DIRECTIONS:
Rewrite the lines that follow, swapping every occurrence of "rough mask" for "coarse mask" and leaving all else unchanged.

**** TASK INPUT

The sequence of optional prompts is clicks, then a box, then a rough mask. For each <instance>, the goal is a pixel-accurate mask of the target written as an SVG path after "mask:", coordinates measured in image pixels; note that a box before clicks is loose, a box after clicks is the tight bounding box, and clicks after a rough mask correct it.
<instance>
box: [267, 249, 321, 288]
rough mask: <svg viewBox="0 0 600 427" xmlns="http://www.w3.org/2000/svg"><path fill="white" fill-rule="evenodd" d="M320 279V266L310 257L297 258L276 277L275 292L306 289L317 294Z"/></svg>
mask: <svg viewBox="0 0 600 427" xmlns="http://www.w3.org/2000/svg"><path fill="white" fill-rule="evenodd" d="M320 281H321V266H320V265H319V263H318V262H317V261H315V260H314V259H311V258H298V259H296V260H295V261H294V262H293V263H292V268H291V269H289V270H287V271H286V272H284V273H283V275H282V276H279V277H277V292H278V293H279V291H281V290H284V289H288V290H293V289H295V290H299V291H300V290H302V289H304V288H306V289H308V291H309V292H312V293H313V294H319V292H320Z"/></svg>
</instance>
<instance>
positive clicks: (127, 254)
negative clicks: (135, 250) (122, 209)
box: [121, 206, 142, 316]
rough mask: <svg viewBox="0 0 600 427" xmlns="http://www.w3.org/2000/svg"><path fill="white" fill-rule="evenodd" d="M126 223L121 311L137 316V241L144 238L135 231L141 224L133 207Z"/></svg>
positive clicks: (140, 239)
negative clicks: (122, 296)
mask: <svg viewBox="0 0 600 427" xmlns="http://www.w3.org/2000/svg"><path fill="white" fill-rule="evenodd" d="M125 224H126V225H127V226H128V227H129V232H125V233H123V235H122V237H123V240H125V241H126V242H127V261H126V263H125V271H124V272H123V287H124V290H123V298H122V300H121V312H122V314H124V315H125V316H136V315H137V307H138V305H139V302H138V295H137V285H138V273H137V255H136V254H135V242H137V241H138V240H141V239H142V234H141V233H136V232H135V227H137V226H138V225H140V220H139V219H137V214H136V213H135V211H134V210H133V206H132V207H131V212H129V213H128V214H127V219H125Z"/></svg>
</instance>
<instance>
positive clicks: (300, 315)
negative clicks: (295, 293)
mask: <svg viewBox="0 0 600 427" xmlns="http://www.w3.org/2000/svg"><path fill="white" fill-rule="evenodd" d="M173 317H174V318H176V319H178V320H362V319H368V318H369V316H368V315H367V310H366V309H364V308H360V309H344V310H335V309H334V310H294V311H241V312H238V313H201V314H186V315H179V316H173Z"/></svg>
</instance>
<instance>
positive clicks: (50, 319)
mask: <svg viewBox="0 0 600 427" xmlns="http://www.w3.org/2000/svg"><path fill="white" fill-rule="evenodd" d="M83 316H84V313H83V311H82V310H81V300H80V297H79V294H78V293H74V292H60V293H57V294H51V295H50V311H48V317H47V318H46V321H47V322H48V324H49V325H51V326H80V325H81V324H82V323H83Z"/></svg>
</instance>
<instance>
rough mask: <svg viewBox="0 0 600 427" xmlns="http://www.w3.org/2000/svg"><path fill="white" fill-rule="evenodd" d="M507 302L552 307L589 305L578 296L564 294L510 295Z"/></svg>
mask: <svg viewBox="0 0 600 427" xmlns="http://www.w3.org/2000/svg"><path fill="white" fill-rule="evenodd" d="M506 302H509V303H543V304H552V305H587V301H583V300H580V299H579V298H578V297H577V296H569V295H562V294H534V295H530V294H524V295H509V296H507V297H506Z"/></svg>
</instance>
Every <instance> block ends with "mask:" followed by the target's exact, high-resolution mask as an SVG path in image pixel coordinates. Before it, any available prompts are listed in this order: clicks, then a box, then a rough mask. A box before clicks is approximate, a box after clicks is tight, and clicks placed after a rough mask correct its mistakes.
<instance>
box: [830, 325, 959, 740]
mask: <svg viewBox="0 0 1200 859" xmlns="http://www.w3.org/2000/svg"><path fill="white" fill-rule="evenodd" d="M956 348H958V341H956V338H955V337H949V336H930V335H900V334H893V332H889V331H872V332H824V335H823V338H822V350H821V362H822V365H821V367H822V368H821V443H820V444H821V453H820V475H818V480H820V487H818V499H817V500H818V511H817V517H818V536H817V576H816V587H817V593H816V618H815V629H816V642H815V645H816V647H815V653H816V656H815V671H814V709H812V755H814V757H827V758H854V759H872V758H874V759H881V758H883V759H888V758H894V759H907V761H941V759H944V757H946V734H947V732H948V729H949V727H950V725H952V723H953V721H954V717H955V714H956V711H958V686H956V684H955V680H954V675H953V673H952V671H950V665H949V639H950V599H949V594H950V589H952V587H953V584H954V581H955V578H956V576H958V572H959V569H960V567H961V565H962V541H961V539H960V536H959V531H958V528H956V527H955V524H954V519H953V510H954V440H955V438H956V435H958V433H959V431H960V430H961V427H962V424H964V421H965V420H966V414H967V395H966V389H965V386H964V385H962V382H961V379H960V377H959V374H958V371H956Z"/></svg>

********

WRITTEN RESPONSE:
The sequence of optional prompts is clicks, then a box, then a coarse mask. For each <instance>, the goal is a pixel-accurate mask of the target written as an SVG path after "mask:", coordinates measured in image pixels; note that a box before clicks is loose, a box after clicks is the tight bounding box, and clicks after a coarse mask correct it.
<instance>
box: [267, 249, 321, 288]
coarse mask: <svg viewBox="0 0 600 427" xmlns="http://www.w3.org/2000/svg"><path fill="white" fill-rule="evenodd" d="M320 279V266L310 257L297 258L276 277L275 292L306 289L317 294Z"/></svg>
mask: <svg viewBox="0 0 600 427" xmlns="http://www.w3.org/2000/svg"><path fill="white" fill-rule="evenodd" d="M320 281H321V266H320V265H319V263H318V262H317V261H315V260H314V259H311V258H298V259H296V260H295V261H294V262H293V263H292V268H291V269H289V270H287V271H286V272H284V273H283V275H282V276H279V277H277V292H278V293H279V291H281V290H284V289H288V290H293V289H295V290H299V291H300V290H302V289H304V288H306V289H308V291H309V292H312V293H313V294H319V292H320Z"/></svg>
</instance>
<instance>
positive clicks: (127, 254)
negative clicks: (135, 250) (122, 209)
box: [121, 206, 142, 316]
coarse mask: <svg viewBox="0 0 600 427" xmlns="http://www.w3.org/2000/svg"><path fill="white" fill-rule="evenodd" d="M126 223L121 311L137 316V241L144 238L135 231L141 224L133 207Z"/></svg>
positive clicks: (140, 239)
negative clicks: (122, 296)
mask: <svg viewBox="0 0 600 427" xmlns="http://www.w3.org/2000/svg"><path fill="white" fill-rule="evenodd" d="M125 224H126V225H127V226H128V227H129V232H125V233H123V235H122V237H123V240H125V241H126V242H127V261H126V263H125V271H124V272H123V287H124V290H123V298H122V300H121V312H122V314H124V315H125V316H136V315H137V307H138V305H139V302H138V295H137V285H138V273H137V255H136V254H135V242H137V241H138V240H141V239H142V234H141V233H136V232H135V227H137V226H138V225H140V220H139V219H137V214H136V213H135V211H134V210H133V206H132V207H131V212H129V213H128V214H127V219H125Z"/></svg>
</instance>
<instance>
positive clicks: (300, 315)
negative clicks: (295, 293)
mask: <svg viewBox="0 0 600 427" xmlns="http://www.w3.org/2000/svg"><path fill="white" fill-rule="evenodd" d="M173 317H174V318H176V319H178V320H362V319H368V318H369V316H368V315H367V310H366V309H364V308H360V309H344V310H335V309H334V310H294V311H241V312H238V313H201V314H186V315H179V316H173Z"/></svg>
</instance>
<instance>
positive clicks: (50, 319)
mask: <svg viewBox="0 0 600 427" xmlns="http://www.w3.org/2000/svg"><path fill="white" fill-rule="evenodd" d="M83 316H84V313H83V311H82V310H81V300H80V297H79V294H78V293H74V292H60V293H57V294H51V295H50V311H48V317H47V318H46V321H47V322H48V324H49V325H51V326H80V325H81V324H82V323H83Z"/></svg>
</instance>
<instance>
coarse mask: <svg viewBox="0 0 600 427" xmlns="http://www.w3.org/2000/svg"><path fill="white" fill-rule="evenodd" d="M507 302L552 307L589 305L578 296L564 294L510 295Z"/></svg>
mask: <svg viewBox="0 0 600 427" xmlns="http://www.w3.org/2000/svg"><path fill="white" fill-rule="evenodd" d="M506 302H509V303H543V304H552V305H587V301H583V300H580V299H579V298H578V297H577V296H569V295H562V294H534V295H530V294H524V295H509V296H507V297H506Z"/></svg>
</instance>
Every <instance> block ends with "mask:" followed by the target's exact, high-resolution mask as an SVG path in image pixel coordinates. Before it, any available prompts are listed in this order: clicks, then a box, then a coarse mask. A box before clicks is approximate, a box after clicks is tight, and clicks placed after a coarse mask correct its mistakes.
<instance>
box: [830, 325, 959, 740]
mask: <svg viewBox="0 0 1200 859" xmlns="http://www.w3.org/2000/svg"><path fill="white" fill-rule="evenodd" d="M956 348H958V341H956V338H955V337H949V336H930V335H900V334H893V332H889V331H872V332H824V335H823V338H822V350H821V362H822V365H821V367H822V368H821V443H820V444H821V453H820V475H818V480H820V487H818V499H817V500H818V511H817V517H818V536H817V576H816V587H817V593H816V618H815V629H816V642H815V645H816V647H815V653H816V656H815V671H814V709H812V755H814V757H827V758H854V759H872V758H874V759H881V758H883V759H888V758H894V759H907V761H941V759H944V757H946V734H947V732H948V729H949V727H950V725H952V723H953V721H954V717H955V714H956V711H958V686H956V684H955V680H954V675H953V673H952V671H950V665H949V639H950V599H949V594H950V589H952V587H953V584H954V581H955V578H956V576H958V572H959V569H960V567H961V565H962V541H961V539H960V536H959V531H958V528H956V527H955V524H954V519H953V510H954V440H955V438H956V435H958V433H959V431H960V430H961V427H962V424H964V421H965V420H966V414H967V395H966V389H965V386H964V385H962V382H961V379H960V377H959V374H958V371H956Z"/></svg>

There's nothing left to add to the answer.